GIVEN PROBLEM
Could you give the records again from the line with "the dark countertop." through the end, switching "dark" to "black" and leaving everything else unchanged?

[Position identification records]
▬▬▬▬▬▬▬▬▬▬

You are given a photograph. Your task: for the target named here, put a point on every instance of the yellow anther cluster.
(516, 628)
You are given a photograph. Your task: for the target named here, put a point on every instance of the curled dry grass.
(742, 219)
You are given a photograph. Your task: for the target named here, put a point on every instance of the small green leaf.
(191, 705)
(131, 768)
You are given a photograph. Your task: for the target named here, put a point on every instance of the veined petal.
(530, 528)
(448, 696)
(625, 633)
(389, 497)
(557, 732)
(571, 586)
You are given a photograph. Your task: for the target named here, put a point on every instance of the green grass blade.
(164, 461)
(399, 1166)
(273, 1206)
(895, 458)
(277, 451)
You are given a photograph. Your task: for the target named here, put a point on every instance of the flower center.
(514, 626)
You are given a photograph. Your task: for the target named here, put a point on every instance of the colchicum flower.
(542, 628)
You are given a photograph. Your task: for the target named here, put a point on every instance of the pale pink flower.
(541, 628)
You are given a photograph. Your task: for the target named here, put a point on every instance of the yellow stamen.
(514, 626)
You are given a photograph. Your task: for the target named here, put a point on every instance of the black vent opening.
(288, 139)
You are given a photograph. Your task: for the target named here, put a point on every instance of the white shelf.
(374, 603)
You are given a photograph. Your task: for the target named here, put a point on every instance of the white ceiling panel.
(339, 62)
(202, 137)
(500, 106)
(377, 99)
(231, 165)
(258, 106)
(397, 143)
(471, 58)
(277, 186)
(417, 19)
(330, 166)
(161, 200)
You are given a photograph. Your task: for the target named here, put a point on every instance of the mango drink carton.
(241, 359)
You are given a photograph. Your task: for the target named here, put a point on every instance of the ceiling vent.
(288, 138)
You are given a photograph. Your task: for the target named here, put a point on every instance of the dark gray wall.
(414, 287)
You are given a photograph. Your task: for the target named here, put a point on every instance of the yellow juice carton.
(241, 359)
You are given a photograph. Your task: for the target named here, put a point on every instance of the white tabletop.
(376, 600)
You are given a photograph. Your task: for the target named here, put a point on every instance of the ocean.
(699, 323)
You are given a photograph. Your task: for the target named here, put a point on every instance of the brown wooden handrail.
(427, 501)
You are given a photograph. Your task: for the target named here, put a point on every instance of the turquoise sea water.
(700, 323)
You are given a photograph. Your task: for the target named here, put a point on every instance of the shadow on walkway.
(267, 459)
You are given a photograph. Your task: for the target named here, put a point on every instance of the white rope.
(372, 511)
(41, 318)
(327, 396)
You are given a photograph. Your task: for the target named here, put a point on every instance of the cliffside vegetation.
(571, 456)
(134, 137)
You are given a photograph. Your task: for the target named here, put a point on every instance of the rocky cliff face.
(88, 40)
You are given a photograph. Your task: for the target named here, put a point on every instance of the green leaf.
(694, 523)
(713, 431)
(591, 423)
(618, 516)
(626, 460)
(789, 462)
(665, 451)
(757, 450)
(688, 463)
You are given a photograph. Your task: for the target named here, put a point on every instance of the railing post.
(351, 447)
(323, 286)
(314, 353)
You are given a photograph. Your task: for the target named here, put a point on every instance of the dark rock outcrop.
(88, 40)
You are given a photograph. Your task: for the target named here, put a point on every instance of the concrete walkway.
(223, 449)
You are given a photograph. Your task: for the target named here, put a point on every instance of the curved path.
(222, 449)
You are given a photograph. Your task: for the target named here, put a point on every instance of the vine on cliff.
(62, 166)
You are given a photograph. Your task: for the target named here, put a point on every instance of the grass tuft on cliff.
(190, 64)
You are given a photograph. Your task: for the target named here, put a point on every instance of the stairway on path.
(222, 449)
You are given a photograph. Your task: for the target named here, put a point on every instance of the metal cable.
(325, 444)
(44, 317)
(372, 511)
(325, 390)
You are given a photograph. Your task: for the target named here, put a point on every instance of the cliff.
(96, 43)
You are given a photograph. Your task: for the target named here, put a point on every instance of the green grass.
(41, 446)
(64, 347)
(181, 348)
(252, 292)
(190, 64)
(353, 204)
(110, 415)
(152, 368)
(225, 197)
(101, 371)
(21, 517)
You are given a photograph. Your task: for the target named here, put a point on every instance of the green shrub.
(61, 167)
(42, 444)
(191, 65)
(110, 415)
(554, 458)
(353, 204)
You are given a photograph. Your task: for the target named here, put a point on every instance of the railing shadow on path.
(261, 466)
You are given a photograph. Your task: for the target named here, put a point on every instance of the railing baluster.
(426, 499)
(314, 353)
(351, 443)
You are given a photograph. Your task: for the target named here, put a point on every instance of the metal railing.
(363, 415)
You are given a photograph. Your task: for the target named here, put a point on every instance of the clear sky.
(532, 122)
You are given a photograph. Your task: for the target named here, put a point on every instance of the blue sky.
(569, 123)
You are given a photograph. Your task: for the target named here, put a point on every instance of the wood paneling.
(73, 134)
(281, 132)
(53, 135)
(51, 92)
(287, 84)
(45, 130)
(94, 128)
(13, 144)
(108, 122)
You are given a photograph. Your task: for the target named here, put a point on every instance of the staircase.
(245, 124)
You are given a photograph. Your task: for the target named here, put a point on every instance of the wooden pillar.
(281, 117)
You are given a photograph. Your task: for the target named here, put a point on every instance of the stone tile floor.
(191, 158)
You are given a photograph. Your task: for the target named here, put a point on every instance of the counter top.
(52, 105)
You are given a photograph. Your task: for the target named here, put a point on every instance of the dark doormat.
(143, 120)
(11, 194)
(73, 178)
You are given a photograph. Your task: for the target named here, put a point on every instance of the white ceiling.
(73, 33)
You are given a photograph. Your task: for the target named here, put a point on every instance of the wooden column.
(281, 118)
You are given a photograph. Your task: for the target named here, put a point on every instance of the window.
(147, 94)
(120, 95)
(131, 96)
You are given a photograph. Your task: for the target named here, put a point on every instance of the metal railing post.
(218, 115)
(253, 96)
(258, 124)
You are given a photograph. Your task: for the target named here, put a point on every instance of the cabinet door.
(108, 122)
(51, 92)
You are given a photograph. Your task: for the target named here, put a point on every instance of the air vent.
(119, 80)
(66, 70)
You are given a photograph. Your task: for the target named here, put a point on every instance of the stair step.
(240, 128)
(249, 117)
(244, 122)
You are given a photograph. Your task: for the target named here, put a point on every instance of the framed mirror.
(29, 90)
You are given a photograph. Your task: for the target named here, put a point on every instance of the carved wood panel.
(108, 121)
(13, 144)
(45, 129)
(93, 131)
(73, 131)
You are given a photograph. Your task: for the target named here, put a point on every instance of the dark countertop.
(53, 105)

▬▬▬▬▬▬▬▬▬▬

CORRECT OUTPUT
You are given a photograph. Your task: for the target named here, put a point on every instance of the black countertop.
(53, 105)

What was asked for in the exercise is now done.